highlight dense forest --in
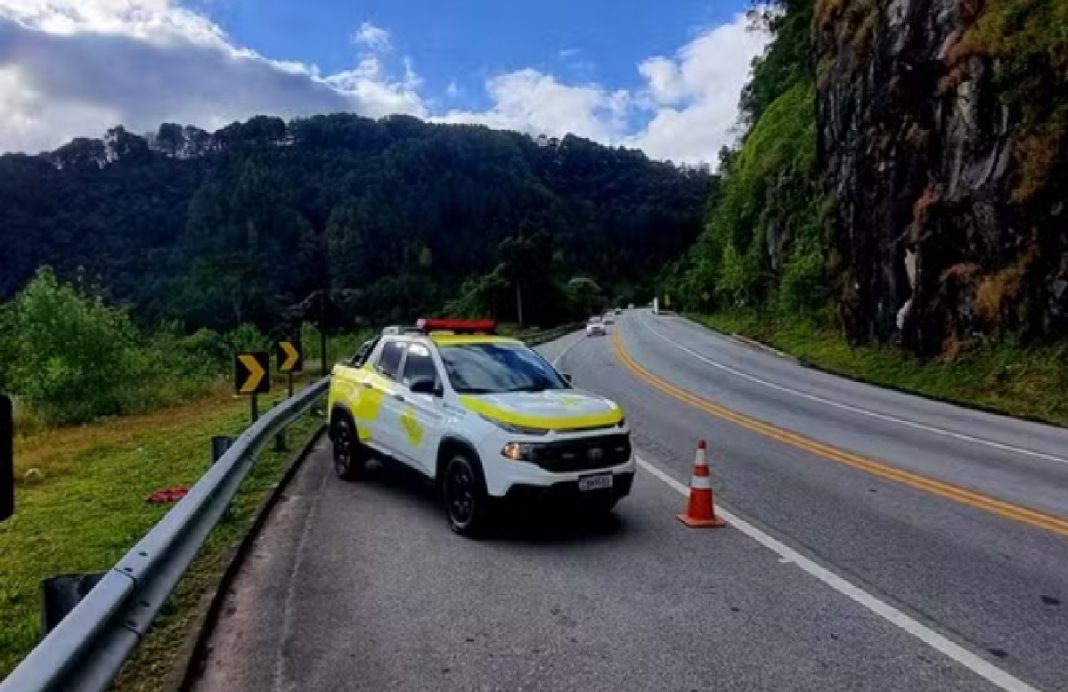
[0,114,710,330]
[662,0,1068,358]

● ● ●

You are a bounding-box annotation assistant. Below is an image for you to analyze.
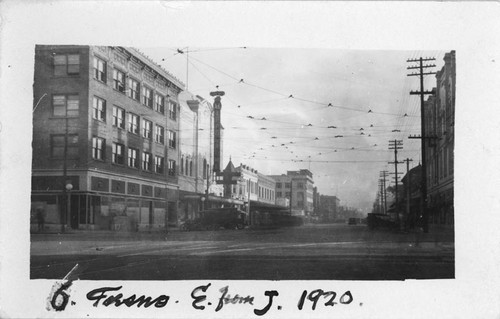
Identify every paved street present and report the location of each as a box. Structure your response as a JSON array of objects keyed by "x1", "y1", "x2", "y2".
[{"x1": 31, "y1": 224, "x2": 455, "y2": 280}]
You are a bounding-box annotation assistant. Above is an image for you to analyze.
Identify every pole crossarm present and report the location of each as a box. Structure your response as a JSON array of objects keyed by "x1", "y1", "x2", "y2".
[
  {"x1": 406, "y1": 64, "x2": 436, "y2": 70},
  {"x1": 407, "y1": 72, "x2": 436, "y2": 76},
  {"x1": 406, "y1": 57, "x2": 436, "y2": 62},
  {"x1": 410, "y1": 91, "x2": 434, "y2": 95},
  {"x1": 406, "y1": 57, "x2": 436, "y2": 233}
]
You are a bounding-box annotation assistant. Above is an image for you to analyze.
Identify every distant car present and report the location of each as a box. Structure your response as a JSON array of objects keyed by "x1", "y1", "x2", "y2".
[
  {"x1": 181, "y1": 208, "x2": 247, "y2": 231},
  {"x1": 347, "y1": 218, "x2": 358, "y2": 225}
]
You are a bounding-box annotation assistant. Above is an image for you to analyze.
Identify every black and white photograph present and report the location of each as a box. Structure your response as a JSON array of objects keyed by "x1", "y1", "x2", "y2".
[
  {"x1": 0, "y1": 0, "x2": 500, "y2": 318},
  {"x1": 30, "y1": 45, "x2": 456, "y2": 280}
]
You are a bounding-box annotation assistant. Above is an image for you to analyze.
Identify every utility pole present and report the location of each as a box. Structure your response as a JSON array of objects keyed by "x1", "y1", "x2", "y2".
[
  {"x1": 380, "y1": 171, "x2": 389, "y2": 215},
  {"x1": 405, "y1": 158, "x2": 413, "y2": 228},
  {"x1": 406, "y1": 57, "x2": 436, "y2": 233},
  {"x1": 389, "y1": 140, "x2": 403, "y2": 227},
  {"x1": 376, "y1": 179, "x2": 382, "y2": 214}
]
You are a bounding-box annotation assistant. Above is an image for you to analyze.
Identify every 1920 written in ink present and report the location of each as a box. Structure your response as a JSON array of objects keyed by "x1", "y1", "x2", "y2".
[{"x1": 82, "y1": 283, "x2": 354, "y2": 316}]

● ● ●

#### PROMPT
Pull out every line in the records above that contains the string "utility". Case counts.

#### REPLY TO THE EXERCISE
Identify every utility pole present and report the location of each as a box. Structure your response as a JSON array of objects keyed by "x1", "y1", "x2", "y2".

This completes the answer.